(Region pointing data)
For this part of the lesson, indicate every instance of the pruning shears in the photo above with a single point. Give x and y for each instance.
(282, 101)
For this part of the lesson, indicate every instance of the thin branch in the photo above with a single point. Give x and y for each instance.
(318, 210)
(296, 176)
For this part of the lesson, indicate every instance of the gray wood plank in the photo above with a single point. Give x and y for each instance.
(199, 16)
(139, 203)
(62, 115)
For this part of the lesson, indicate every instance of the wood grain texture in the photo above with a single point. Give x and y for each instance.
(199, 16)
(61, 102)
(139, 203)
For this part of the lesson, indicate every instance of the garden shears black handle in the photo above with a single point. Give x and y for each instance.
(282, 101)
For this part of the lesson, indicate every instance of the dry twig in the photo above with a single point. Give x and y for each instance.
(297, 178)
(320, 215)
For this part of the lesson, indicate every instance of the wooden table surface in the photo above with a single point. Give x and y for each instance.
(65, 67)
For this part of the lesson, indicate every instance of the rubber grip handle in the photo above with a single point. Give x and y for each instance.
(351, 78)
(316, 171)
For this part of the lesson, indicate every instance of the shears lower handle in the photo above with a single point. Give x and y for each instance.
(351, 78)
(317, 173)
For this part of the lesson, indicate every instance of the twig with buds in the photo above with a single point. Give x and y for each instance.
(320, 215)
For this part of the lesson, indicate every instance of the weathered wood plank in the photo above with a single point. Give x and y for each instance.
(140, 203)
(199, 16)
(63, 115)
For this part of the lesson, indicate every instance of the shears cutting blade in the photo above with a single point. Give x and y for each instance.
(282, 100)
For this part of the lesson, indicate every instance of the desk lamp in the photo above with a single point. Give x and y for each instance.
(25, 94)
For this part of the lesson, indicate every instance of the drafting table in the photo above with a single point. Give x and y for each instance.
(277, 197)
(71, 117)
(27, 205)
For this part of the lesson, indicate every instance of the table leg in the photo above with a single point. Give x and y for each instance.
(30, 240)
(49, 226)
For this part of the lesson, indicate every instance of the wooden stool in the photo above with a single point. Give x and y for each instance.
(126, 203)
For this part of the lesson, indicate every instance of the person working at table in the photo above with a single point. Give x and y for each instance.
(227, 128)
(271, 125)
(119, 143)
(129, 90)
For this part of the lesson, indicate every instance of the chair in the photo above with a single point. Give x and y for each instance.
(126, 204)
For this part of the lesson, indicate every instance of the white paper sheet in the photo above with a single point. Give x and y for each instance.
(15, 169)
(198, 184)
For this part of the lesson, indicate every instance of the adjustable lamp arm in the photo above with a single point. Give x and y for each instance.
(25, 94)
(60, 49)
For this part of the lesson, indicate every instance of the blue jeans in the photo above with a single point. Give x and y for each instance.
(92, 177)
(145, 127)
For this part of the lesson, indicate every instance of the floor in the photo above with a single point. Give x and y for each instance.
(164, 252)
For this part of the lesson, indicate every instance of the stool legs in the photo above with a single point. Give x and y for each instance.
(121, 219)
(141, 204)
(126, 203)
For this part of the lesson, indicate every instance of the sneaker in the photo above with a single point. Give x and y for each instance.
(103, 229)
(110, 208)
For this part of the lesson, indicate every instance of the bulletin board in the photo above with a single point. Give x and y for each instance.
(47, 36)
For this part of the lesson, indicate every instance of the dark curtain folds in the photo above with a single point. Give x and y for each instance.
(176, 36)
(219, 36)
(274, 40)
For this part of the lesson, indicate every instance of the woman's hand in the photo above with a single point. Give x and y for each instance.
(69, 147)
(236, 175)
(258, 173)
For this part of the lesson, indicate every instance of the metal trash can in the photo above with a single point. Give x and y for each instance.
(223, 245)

◆ **REQUIRED WORK**
The entries are to be transcribed exactly, each line in full.

◆ **FINAL ANSWER**
For this part of the lesson, indicate every instance of the pruning shears in the photo above with a single point. Give x and y for each instance.
(282, 101)
For this part of the lesson, indicate every instance of the thin branch in the photo above with a single point. Give x and y for each instance.
(318, 210)
(296, 176)
For this part of the lesson, indicate every instance of the gray wood plank in the photo above with a single point. Give x and y for each instance.
(199, 16)
(139, 203)
(62, 115)
For this part of the lesson, indicate every instance of the wood grain texture in the photo above with a single point. Give x and y for each instance.
(199, 16)
(61, 102)
(139, 203)
For this part of the lesson, indicate every instance of the garden shears black handle in the photo above with a single point. Give x and y for each instance.
(282, 101)
For this part of the lesson, indicate every instance of the dry twig in the photo above with a single point. Give x and y for each instance.
(297, 178)
(320, 215)
For this part of the lesson, indicate every instance of the wooden table surface in the photo above with a single point. Give x and y for each instance.
(65, 67)
For this part of the lesson, indicate every instance of the rubber grip handle in the photo above with a single point. Give x and y for each instance.
(351, 78)
(316, 171)
For this part of the lesson, indicate every instance of the shears lower handle in the photo above with a single point. Give x and y for each instance.
(351, 78)
(317, 173)
For this part of the lesson, indicate every instance of the twig with buds in the photo above with a single point. Give x and y for each instance.
(320, 215)
For this part of the lesson, indicate every instance of the weathered wood plank in the photo above with a single point. Give x and y for each instance.
(140, 203)
(199, 16)
(63, 115)
For this part of the lesson, indicate every instance of the shears cutting blade in the photo above with a single point. Give x and y for each instance.
(282, 100)
For this part of the lesson, indicate every instance of the desk lamp in the photo above with a single point. Give x and y for each instance.
(25, 94)
For this part of the lesson, indicate every instance of the drafting table in the photo above with a single point. Give x and y for each instance.
(277, 197)
(71, 117)
(27, 205)
For this part of the lesson, indicate every instance of the table leg in the photo above with a single point. Give x and y for each instance.
(30, 240)
(49, 226)
For this part of the lesson, indicate every instance of the wooden stool in the photo above with a single point. Give x and y for each instance.
(126, 203)
For this part of the lesson, indicate every instance of the person working at table in the photo above with a single point. Give x and y for each instance.
(227, 128)
(271, 125)
(119, 143)
(129, 90)
For this part of the lesson, indicate every instance of the chair in the photo above with a single point. Give x and y for each instance.
(126, 204)
For this part of the lesson, indicate every instance of the white paper sheet in the photo above with a single point. Give x and y for each instance.
(15, 169)
(198, 184)
For this part of the lesson, indicate every instance of the adjustable lamp arm in the photo above with a single point. Give x and y for each instance.
(25, 94)
(60, 49)
For this part of the lesson, indicate every instance of the blue jeans in the photo above with a single point. Give x and y for each instance.
(92, 177)
(145, 127)
For this part of the lesson, indicate every instance of the floor in the photo above with a single point. Give x and y for each instance.
(164, 252)
For this part of the lesson, indicate every instance of the stool legs in the photo above with a single point. Give x and y for each instance.
(121, 219)
(141, 204)
(126, 203)
For this part of the lesson, indicate every instance of the sneaker in the photo above with a single point. Give x and y for each instance.
(103, 229)
(110, 208)
For this part of the lesson, indicate every instance of the bulletin board in the photo above with a single point. Give x and y for each instance.
(47, 36)
For this part of the lesson, indicate every instance of the dark curtain folds in the photo above with a single point. Give x and y for each instance.
(176, 36)
(219, 36)
(274, 40)
For this part of the lesson, indicate every instance of the woman's hand in the photo above with a single point. Give x and y for each instance.
(69, 147)
(236, 175)
(258, 173)
For this part of the lesson, indicate every instance of the metal trash can in the photo above with a single point. Give x and y for each instance.
(223, 245)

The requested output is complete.